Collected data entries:
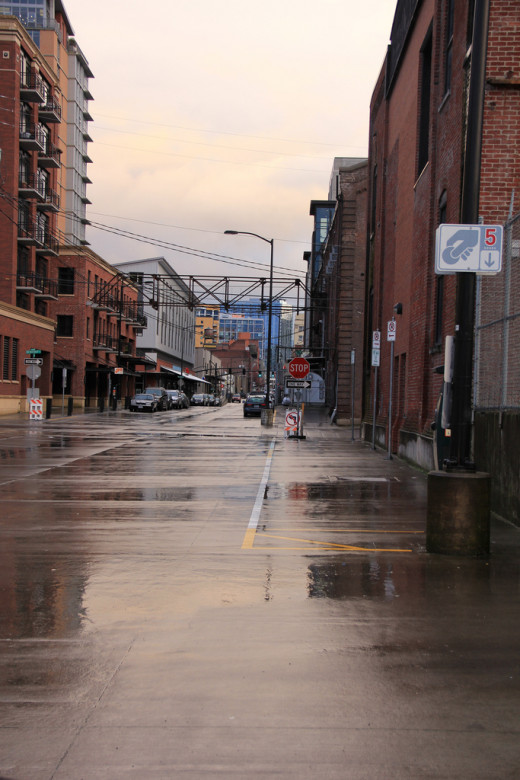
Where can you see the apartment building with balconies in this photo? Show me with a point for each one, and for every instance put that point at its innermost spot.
(37, 51)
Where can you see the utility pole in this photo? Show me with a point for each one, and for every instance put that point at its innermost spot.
(459, 499)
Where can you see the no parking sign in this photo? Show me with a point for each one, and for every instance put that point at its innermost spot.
(292, 419)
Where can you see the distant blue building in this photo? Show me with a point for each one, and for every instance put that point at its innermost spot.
(255, 310)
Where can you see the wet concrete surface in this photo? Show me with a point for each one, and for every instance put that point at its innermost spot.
(190, 595)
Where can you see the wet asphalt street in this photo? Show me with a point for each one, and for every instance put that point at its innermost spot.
(190, 595)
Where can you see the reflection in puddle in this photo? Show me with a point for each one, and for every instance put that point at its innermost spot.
(352, 579)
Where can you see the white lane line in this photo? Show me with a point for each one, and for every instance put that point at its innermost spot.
(257, 508)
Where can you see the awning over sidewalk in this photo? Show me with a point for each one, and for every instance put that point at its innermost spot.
(190, 377)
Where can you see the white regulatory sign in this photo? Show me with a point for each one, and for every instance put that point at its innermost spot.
(474, 248)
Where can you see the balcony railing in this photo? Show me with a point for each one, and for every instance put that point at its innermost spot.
(51, 201)
(32, 136)
(28, 283)
(104, 343)
(50, 111)
(32, 88)
(29, 233)
(30, 186)
(48, 289)
(48, 243)
(50, 155)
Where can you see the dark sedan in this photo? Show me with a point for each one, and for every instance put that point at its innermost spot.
(253, 405)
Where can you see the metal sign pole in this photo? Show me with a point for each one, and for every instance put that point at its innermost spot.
(374, 411)
(389, 456)
(352, 389)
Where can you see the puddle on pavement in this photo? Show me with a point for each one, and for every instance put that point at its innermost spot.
(361, 489)
(372, 578)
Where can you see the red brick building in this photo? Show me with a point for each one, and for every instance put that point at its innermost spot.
(338, 301)
(418, 121)
(43, 92)
(98, 314)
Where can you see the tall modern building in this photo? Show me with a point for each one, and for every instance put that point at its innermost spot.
(231, 325)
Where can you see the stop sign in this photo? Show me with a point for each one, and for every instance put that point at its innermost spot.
(299, 368)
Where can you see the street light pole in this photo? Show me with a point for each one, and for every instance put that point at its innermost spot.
(270, 308)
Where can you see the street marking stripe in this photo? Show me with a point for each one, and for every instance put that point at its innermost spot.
(355, 531)
(249, 537)
(333, 545)
(332, 549)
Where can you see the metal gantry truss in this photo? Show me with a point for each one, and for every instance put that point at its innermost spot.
(225, 291)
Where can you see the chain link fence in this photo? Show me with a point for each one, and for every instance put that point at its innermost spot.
(497, 338)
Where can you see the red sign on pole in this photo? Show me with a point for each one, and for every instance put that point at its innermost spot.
(299, 368)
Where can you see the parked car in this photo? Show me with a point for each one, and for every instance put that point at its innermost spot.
(143, 402)
(161, 396)
(253, 405)
(177, 399)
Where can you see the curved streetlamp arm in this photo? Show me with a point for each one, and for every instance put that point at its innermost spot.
(247, 233)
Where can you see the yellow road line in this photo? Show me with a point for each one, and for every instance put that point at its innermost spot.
(330, 545)
(357, 531)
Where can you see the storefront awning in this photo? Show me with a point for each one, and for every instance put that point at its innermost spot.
(190, 377)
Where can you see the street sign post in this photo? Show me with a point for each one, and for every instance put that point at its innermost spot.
(390, 336)
(468, 248)
(376, 362)
(299, 368)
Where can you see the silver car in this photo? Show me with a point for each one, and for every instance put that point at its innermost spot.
(143, 402)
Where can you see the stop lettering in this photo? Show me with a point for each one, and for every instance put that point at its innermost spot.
(299, 368)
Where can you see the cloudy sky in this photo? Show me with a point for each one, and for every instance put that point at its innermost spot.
(223, 115)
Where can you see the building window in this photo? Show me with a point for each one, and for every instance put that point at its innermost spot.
(373, 209)
(14, 360)
(424, 103)
(40, 307)
(449, 46)
(64, 325)
(23, 301)
(6, 356)
(65, 281)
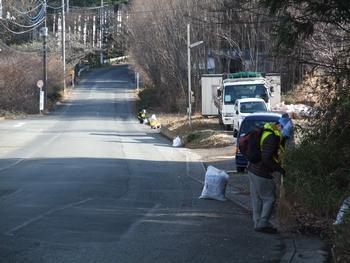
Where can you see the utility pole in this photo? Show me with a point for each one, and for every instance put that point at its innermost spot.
(0, 9)
(189, 110)
(101, 32)
(43, 34)
(64, 46)
(189, 46)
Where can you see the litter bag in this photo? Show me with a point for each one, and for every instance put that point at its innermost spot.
(177, 142)
(214, 184)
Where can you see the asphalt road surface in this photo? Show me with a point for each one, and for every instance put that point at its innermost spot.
(88, 183)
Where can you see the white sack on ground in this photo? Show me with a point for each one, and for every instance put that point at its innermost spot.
(177, 142)
(214, 184)
(298, 110)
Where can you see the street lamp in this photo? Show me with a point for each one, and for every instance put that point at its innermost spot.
(189, 46)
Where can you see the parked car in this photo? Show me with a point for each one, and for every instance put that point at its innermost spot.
(251, 122)
(244, 107)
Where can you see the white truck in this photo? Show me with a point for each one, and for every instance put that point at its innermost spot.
(220, 92)
(244, 107)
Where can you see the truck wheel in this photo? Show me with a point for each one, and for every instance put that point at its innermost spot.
(228, 127)
(240, 169)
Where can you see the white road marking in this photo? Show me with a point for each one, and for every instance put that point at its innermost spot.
(19, 124)
(10, 232)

REQUEST =>
Retype each entry precisely. Skip images entirely.

COMPLETE ANSWER =>
Where can you see the apartment building with balconies in this photo? Show me with a point for each one, and for every instance put that point at its innermost spot.
(37, 51)
Where can you see the utility pole in this photo? Show me with a point for each one, and for every instance put that point at its innermost spot.
(459, 499)
Where can you see the no parking sign in this photo? Show me with a point for each one, and for every instance put that point at its innermost spot.
(292, 419)
Where can you see the distant blue building in this photo? Show me with a point for each one, and for every instance put that point at its innermost spot.
(255, 310)
Where can you see the wet concrete surface in this photo? Show me with a point for each one, and for every instance put that point at its innermost spot.
(190, 595)
Where can you see the wet asphalt street in this photo? Show me with a point for each one, and for every instance put that point at its innermost spot.
(190, 595)
Where can you see the reflection in puddle in this photo? Show me with a point for each one, and for every instance put that point at its innermost spot.
(352, 579)
Where can you see the white lane line in this photo? Show me with a point for each one, and for every instance put that point at its innermost spot.
(257, 508)
Where can you see the awning over sidewalk in this photo? Show me with a point for each one, and for every instance put that point at its innermost spot.
(190, 377)
Where can you see the white regulatory sign in this photo? Show me with a point for each one, and for every instance put that point at its innermost spot.
(474, 248)
Where can you see the balcony railing in this photo? Show me with a point for each one, and for every instance put that point at its innermost spot.
(51, 201)
(32, 136)
(28, 283)
(104, 343)
(50, 111)
(32, 88)
(29, 233)
(30, 186)
(48, 289)
(48, 243)
(50, 155)
Where can you see the dark sedan in this photo? Show me with a point for each one, and for every instance put that point at its innermost spot.
(253, 405)
Where can you see the metal sign pole in this photo? Show me with a point for each one, and for every instance put that point at its innermost spot.
(374, 411)
(389, 456)
(352, 389)
Where can you see the puddle on pavement in this photo? Show me with a point for each one, and for every instance put that point at its innermost spot.
(361, 489)
(372, 578)
Where can you see the red brick building in this photo? Show me with a point for each one, and for every instance put that point at its innermost spot.
(338, 301)
(418, 121)
(43, 92)
(98, 314)
Where can you see the tall modern building in this photo? Show me with a point for each one, and for every instance put that point at its innermost spot.
(231, 325)
Where can you see the stop sign in this photo? Show me with a point for each one, and for every instance put that point at its innermost spot.
(299, 368)
Where can you see the street light pole in this photo? Show me with a point for each one, and for every instance put that point at its innermost spot.
(270, 308)
Where can you see the street marking stripe in this photo? Show me with a point for each one, and for every instance put that point at its innermost spot.
(355, 531)
(249, 537)
(333, 545)
(332, 549)
Where can you see the metal gantry truss in this photo? Show me with a point for each one, and for every instance put that point at its innermost spot.
(225, 291)
Where can you see the chain link fence in this photo? Show me with a point for each one, and for every instance put that point at its innermost spot.
(497, 338)
Where can you see the red sign on pole in this photo? Show me with a point for each one, and for every instance put that point at its innermost spot.
(299, 368)
Where can you see the parked car in this photo? Show me with a point for each one, and for every instance put that point at its innermost spot.
(143, 402)
(161, 396)
(253, 405)
(177, 399)
Where can you see the curved streetlamp arm in this photo? Show me with a point for each one, and for every instance put that point at its innermost spot.
(247, 233)
Where can you see the yellow road line in this photo? Show me with a point for each one, and for every instance put that point at its innermost spot.
(330, 545)
(357, 531)
Where can you see the storefront awning in this photo? Show me with a point for each one, and for every instance put that point at its innermost spot.
(190, 377)
Where can you see the street sign post in this photo? Show me with a point for each one, and for every instance put that point at its innermost spot.
(390, 336)
(468, 248)
(376, 362)
(299, 368)
Where can you see the silver car in this photo? Show me with a point for each one, and for every instance put that point at its innermost spot.
(143, 402)
Where can you see the stop lettering in this photo? Show me with a point for each one, and for every instance put that point at its innermost spot.
(299, 368)
Where can you see the cloudy sky in this photo? Show me with a point for each one, and for every instance put that point at its innermost spot.
(223, 115)
Where can you see the building window in this photo? Show me with a point for each one, and for every instance put that point at its innermost spot.
(373, 209)
(14, 360)
(424, 103)
(40, 307)
(449, 46)
(64, 325)
(23, 301)
(6, 356)
(65, 281)
Where can you see the utility pole in this photo? Show me with a point for each one, and for every instance put that point at its innermost spot.
(0, 9)
(189, 110)
(101, 32)
(43, 34)
(64, 46)
(189, 46)
Where can you see the litter bag in this photo? Show me with a point for each one, and for every instance put that point at its innermost spot.
(177, 142)
(214, 184)
Where can you see the asphalt road surface in this photo? Show me with a point for each one, and for every instance put that point at its innermost spot.
(88, 183)
Where can you see the white sack on ground in this photo? Show me with a point for each one, and for every instance put that point at its innermost spot.
(177, 142)
(214, 184)
(298, 110)
Where can you see the street lamp in this photo? Show me with a point for each one, and for every instance put that point at its innermost spot.
(189, 46)
Where can you see the parked car in this photo? Show me with a point for each one, and for every instance put that point at its innermost spot.
(251, 122)
(244, 107)
Where can you see the white truck in this photo? Show me with a point for each one, and for every instance put that point at its innermost spot.
(220, 92)
(244, 107)
Where can you see the truck wheel in this photo? Show me with a point for each one, and for every instance put that point at its innermost spot.
(228, 127)
(240, 169)
Where can you see the white road marking in this photo? Show me with a point for each one, and for every instance put that point at its innermost spot.
(19, 124)
(10, 232)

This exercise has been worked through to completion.